● **Selected passage**
Petitioners were convicted of transporting obscene materials in
violation of a federal statute. The conduct that gave rise to the
charge occurred before
Miller v. California, 413 U. S.
15, was decided, announcing new standards for
"isolat[ing]
hard core' pornography from expression protected
by the First Amendment," id. at 29.
Held: The Due Process Clause of the Fifth Amendment
precludes retroactive application to petitioners of the
Miller standards, to the extent that those standards may
impose criminal liability for conduct not punishable under the
standards announced in
Memoirs v. Massachusetts,
383 U. S. 413.
Bouie v. City of Columbia, 378 U.
S. 347. Specifically, petitioners are entitled to jury
instructions requiring the jury to acquit unless it finds that the
materials involved are "utterly without redeeming social value." At
the same time, any constitutional principle announced in
Miller that would serve to benefit petitioners must be
applied in their case.
Hamling v. United States,
418 U. S. 87,
418 U. S. 102.
Pp.
430 U. S.
189-197.
520 F.2d 913, reversed and remanded.
POWELL, J., delivered the opinion of the Court, in which BURGER,
C.J., and WHITE, BLACKMUN, and REHNQUIST, JJ., joined. BRENNAN, J.,
filed an opinion concurring in part and dissenting in part, in
which STEWART and MARSHALL, JJ., joined,
post, p.
430 U. S. 197.
STEVENS, J., filed an opinion concurring in part and dissenting in
par,
post, p.
430 U.S.
198.
MR. JUSTICE POWELL delivered the opinion of the Court.

● **What this exercise asks**
**1.** Print the part of the court syllabus that begins at the words "Bouie v. City" and stops after the words "418 U. S. 102.".
**2.** From the rows, output the lines starting at the one that has "Every instance of the diamond" and stopping after the one that has "(737, 1046)".

(Named-object pointing records)
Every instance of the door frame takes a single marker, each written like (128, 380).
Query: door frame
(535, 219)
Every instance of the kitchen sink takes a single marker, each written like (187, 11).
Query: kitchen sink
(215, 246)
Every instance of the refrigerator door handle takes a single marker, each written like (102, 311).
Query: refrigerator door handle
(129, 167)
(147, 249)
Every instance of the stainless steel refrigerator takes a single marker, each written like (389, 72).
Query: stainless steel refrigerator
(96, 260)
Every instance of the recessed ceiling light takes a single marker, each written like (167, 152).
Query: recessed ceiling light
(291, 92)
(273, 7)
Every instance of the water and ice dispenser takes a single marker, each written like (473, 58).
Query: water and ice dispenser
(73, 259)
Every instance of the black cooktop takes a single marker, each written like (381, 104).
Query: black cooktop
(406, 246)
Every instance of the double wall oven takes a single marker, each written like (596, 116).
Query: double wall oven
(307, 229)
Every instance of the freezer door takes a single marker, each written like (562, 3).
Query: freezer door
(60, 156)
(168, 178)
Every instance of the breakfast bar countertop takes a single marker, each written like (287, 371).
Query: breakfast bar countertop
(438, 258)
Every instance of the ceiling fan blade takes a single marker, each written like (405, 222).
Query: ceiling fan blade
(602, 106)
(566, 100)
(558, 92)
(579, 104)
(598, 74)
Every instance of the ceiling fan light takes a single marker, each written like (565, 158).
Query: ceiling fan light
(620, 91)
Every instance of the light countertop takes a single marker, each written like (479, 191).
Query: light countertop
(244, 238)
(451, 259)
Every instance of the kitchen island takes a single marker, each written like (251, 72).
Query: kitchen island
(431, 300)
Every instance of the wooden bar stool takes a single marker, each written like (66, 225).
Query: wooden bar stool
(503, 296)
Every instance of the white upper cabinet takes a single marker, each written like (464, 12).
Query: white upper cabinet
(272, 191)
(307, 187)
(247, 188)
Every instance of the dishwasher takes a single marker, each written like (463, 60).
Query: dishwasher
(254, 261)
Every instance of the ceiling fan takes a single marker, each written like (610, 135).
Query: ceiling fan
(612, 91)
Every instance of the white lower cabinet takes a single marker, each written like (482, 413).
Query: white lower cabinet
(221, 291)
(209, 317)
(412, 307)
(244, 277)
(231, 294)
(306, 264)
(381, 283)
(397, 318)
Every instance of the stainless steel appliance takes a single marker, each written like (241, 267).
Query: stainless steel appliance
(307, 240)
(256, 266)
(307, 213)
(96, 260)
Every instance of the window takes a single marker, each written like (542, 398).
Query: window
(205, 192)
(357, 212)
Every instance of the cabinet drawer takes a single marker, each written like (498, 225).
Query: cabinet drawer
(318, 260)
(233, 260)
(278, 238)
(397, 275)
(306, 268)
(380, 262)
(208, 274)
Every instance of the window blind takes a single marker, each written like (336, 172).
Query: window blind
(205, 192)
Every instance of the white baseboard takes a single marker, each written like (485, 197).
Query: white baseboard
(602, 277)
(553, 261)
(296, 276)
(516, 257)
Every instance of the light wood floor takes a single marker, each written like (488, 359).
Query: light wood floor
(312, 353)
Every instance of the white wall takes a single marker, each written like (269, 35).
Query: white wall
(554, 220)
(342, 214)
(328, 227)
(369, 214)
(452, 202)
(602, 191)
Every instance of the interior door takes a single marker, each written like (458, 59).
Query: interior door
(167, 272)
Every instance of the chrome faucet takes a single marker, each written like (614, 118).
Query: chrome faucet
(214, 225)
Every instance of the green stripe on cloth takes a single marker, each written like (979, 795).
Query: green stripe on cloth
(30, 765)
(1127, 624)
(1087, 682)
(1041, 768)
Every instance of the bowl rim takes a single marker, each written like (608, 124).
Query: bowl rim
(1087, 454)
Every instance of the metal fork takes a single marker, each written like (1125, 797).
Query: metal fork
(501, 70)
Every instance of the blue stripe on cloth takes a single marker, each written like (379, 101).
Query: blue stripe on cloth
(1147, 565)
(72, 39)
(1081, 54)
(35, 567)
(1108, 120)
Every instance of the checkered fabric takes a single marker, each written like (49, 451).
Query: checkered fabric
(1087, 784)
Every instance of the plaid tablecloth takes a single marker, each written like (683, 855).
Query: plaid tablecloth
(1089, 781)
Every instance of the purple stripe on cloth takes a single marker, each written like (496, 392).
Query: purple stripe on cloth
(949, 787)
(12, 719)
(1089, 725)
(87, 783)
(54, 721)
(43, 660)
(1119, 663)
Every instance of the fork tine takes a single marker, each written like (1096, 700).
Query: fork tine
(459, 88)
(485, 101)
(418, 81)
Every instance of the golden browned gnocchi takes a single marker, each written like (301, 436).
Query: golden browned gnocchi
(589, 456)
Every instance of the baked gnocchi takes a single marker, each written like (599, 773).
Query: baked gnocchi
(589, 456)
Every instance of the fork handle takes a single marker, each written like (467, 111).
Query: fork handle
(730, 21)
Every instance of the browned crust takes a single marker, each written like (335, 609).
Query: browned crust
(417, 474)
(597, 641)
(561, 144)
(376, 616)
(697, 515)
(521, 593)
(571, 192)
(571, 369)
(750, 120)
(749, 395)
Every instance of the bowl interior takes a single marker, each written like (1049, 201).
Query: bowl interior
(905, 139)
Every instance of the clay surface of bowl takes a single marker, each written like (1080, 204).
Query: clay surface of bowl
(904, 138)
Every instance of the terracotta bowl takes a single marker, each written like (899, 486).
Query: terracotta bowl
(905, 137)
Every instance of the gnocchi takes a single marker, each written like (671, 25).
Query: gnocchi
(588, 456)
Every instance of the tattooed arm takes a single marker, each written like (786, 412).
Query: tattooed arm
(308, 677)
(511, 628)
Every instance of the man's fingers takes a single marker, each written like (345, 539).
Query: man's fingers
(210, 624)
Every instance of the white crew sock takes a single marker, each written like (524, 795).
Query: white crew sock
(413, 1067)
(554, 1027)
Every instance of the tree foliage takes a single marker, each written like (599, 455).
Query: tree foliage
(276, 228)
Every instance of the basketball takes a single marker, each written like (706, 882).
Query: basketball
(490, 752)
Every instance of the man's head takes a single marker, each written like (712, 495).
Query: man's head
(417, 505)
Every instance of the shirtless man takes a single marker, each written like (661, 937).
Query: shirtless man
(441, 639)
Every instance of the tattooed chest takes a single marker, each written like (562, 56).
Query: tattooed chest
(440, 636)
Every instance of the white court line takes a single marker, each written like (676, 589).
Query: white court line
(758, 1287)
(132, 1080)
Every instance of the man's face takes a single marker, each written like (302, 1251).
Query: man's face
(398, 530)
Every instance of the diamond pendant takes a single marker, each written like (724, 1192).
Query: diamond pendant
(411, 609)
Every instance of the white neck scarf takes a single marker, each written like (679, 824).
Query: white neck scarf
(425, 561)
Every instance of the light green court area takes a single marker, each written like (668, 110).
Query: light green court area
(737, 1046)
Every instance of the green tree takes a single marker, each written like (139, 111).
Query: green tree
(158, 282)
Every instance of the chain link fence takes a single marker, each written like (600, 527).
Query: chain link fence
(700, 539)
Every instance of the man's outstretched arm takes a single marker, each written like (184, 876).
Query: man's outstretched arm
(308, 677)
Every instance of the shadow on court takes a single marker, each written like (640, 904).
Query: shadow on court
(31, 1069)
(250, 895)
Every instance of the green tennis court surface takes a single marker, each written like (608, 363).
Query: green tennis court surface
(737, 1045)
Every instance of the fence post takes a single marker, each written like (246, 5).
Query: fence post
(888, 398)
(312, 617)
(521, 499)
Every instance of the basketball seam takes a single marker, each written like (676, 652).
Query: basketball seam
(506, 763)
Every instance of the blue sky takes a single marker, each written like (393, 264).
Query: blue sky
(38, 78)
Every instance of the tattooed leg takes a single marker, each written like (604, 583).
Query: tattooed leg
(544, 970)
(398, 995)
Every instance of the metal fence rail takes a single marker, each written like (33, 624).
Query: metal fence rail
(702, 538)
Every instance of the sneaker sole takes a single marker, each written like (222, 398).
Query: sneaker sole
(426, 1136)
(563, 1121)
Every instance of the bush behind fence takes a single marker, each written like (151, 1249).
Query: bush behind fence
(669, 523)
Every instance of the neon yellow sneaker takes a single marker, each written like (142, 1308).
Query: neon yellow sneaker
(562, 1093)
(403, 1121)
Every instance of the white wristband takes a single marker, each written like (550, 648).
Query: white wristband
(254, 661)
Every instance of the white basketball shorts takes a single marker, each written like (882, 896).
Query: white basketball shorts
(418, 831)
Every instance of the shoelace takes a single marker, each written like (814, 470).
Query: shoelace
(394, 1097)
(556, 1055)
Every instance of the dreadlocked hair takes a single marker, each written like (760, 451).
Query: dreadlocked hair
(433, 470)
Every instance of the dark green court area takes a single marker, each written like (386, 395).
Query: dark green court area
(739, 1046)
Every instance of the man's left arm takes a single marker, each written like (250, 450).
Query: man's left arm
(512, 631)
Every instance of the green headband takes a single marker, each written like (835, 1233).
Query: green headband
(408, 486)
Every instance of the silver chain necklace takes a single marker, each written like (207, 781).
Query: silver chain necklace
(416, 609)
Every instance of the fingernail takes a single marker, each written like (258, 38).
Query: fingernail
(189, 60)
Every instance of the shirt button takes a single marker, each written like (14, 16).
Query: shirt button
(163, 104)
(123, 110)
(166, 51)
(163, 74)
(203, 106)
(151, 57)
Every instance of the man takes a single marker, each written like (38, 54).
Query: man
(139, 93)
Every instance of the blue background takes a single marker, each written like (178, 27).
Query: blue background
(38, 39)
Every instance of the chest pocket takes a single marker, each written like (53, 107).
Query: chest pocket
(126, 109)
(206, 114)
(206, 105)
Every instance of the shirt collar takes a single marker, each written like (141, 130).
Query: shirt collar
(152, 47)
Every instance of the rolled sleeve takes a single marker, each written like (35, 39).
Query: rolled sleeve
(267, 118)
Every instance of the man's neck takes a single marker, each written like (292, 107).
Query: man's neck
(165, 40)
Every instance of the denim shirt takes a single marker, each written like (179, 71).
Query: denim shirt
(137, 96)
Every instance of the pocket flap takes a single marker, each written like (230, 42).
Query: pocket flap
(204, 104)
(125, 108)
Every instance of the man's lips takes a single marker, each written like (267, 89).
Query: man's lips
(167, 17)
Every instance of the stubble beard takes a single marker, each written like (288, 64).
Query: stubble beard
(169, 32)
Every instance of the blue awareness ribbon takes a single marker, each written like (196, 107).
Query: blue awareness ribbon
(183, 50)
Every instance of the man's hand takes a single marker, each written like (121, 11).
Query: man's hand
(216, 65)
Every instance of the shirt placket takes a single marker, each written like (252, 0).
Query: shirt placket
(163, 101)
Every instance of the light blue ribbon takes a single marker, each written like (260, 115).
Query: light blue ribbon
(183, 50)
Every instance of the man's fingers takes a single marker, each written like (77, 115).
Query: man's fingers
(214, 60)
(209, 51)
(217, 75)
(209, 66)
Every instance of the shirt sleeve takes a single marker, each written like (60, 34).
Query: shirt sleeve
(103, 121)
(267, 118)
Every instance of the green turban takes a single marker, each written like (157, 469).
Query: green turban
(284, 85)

● **Worked solutions**
**1.**
Bouie v. City of Columbia, 378 U.
S. 347. Specifically, petitioners are entitled to jury
instructions requiring the jury to acquit unless it finds that the
materials involved are "utterly without redeeming social value." At
the same time, any constitutional principle announced in
Miller that would serve to benefit petitioners must be
applied in their case.
Hamling v. United States,
418 U. S. 87,
418 U. S. 102.

**2.**
Every instance of the diamond pendant takes a single marker, each written like (724, 1192).
Query: diamond pendant
(411, 609)
Every instance of the white neck scarf takes a single marker, each written like (679, 824).
Query: white neck scarf
(425, 561)
Every instance of the light green court area takes a single marker, each written like (668, 110).
Query: light green court area
(737, 1046)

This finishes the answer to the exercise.